OBJECTIVE — Rewrite the material below from its start up to and including the line containing "[80,173,141,205]", keeping every line. Multiply each bounding-box coordinate by 0.45, round to whole numbers with halves rounded up, and omit the pictures.

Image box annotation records
_ _ _ _ _
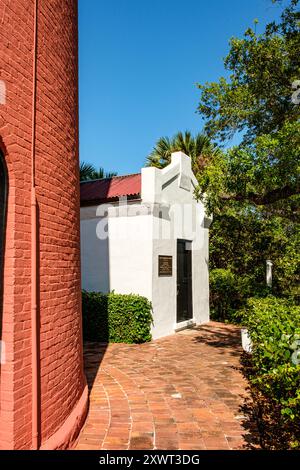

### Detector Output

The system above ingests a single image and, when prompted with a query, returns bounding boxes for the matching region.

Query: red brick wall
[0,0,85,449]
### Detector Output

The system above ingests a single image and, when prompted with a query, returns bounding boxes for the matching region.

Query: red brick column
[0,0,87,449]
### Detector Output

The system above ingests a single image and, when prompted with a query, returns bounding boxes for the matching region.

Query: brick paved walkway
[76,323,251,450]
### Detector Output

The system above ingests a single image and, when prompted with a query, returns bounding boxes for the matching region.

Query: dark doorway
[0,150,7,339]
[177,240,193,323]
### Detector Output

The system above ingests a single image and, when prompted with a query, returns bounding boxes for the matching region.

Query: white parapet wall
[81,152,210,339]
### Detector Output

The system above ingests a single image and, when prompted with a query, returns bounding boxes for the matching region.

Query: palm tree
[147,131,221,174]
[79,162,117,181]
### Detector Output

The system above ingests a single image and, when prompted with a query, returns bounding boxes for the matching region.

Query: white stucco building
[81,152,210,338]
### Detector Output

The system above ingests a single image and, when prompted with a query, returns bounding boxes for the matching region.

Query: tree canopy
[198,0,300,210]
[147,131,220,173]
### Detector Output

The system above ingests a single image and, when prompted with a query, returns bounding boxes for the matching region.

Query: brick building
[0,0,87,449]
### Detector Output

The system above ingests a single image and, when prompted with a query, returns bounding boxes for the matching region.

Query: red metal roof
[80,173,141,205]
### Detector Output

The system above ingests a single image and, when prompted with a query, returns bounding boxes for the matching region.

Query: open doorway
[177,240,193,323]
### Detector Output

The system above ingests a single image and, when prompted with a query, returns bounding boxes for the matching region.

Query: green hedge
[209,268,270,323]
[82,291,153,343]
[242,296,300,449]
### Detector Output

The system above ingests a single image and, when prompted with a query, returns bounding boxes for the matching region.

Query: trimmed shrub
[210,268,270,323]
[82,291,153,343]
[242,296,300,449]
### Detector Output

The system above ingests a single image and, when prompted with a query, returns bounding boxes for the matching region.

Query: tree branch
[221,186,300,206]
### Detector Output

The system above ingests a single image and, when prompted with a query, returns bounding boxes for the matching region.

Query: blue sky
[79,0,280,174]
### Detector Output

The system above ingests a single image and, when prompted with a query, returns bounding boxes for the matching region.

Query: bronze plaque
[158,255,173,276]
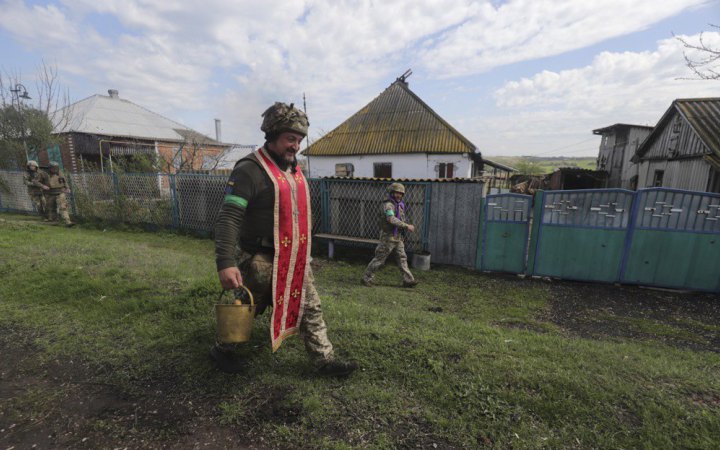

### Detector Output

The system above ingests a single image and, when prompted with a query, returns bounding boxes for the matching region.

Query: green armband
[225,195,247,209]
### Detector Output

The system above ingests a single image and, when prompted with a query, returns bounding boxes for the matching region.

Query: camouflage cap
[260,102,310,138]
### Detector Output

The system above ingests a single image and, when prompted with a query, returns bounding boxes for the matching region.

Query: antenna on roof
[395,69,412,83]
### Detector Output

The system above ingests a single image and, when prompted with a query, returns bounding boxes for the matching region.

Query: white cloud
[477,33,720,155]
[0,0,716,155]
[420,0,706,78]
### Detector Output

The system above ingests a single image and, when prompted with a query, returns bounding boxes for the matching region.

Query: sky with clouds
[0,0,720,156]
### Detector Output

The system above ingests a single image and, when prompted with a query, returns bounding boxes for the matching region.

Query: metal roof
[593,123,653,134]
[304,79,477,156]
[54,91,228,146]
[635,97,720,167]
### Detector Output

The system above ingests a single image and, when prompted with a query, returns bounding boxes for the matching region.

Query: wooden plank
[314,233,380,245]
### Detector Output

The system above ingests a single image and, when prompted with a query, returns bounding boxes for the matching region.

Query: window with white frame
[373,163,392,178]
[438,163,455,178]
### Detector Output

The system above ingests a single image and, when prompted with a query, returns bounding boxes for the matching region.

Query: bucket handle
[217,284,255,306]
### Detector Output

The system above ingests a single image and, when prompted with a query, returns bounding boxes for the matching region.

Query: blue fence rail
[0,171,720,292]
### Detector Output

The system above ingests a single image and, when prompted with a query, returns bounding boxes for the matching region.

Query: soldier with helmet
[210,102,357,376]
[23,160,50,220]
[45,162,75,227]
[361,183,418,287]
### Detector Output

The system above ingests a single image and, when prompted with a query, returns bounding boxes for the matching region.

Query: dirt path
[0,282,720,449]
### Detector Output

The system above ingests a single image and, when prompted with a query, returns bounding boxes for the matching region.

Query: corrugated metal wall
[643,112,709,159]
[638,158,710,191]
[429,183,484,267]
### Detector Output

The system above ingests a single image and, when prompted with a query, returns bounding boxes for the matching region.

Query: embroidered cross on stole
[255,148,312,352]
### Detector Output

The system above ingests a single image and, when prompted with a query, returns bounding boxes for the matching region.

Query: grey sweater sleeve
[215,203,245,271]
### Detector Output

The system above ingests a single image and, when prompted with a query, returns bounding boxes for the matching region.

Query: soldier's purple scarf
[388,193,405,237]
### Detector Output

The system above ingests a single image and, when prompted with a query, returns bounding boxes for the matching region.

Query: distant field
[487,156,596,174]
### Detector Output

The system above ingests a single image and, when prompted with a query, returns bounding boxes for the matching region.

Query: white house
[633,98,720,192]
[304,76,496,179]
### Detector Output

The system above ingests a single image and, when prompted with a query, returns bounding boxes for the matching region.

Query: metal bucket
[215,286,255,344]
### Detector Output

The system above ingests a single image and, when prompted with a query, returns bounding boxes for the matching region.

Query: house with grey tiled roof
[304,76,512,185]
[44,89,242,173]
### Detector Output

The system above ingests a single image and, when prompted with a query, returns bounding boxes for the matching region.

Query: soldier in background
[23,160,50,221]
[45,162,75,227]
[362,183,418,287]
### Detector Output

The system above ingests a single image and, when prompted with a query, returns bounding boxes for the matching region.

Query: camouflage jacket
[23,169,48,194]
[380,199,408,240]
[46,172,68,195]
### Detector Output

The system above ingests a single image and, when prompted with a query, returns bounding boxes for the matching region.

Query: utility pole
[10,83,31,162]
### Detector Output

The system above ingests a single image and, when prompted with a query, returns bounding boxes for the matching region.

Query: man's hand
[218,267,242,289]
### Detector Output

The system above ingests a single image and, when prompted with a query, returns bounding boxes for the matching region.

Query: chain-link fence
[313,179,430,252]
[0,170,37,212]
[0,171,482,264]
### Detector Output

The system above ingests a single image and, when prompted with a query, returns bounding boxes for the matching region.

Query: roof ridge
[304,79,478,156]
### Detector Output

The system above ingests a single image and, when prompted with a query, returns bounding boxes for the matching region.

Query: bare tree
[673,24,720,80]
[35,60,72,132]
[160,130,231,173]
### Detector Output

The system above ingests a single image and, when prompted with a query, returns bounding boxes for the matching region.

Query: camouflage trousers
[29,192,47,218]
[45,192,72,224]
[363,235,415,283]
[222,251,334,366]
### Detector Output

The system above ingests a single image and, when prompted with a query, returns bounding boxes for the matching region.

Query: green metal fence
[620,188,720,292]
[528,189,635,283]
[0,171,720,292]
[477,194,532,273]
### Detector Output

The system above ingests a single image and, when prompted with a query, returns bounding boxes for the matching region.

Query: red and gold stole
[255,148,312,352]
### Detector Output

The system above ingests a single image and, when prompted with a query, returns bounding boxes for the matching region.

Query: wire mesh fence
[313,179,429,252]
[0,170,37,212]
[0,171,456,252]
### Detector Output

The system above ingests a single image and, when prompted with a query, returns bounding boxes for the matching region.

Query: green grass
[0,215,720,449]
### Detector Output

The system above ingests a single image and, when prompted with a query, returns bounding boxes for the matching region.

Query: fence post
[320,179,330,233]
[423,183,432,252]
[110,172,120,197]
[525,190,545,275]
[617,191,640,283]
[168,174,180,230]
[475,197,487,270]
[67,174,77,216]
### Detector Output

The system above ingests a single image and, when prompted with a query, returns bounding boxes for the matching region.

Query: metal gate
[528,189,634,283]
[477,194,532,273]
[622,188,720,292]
_ _ _ _ _
EXERCISE RESULT —
### Detector Output

The system above ingests a single image and, when prompted with a query, returns bounding boxes for the matching region.

Query: red brick wall
[0,0,38,202]
### Detector Output

The system above ingests a single image and, when prompted with a query, returns bounding boxes for the matching region.

Query: red brick column
[0,0,39,202]
### Detector Output

The system above ingests a single image and, when prompted with a query, returns bounding boxes for the matching region.

Query: brick paved walkway
[34,145,113,203]
### Detector Output

The system above ingests a single image and, when prompted with a query, returns bounding boxes for the matching region.

Query: dark doorway
[0,68,3,153]
[80,108,87,145]
### Detector Output

The system above ingests a single image and, when prompted with a query, returns bounding boxes for the matching region.

Query: white parapet wall
[36,68,95,153]
### Detector Output

The system above ingests a single image and, when prompted with a query, returns bounding boxes for the matching region.

Query: palm tree
[66,59,99,78]
[36,73,53,81]
### Detector Output

The system above ingests a single image and, when prompted with a query, returns bounding boxes for the matching region.

Query: white stucco building
[36,68,95,152]
### Detector Output

The system above ingests a single image and, when prompted with a query, returns bounding boxes for the matching region.

Query: tree canopy
[89,0,135,95]
[66,59,99,78]
### Detector Output

The system above ingests a single image and, when prompted with a query, returns bounding boxes for the matching region.

Query: brick building
[0,0,39,202]
### Detector Output

The system above ingests a single image and, when prompted with a query, returns bounding boxes for the matching region.

Query: red metal roof
[36,78,63,92]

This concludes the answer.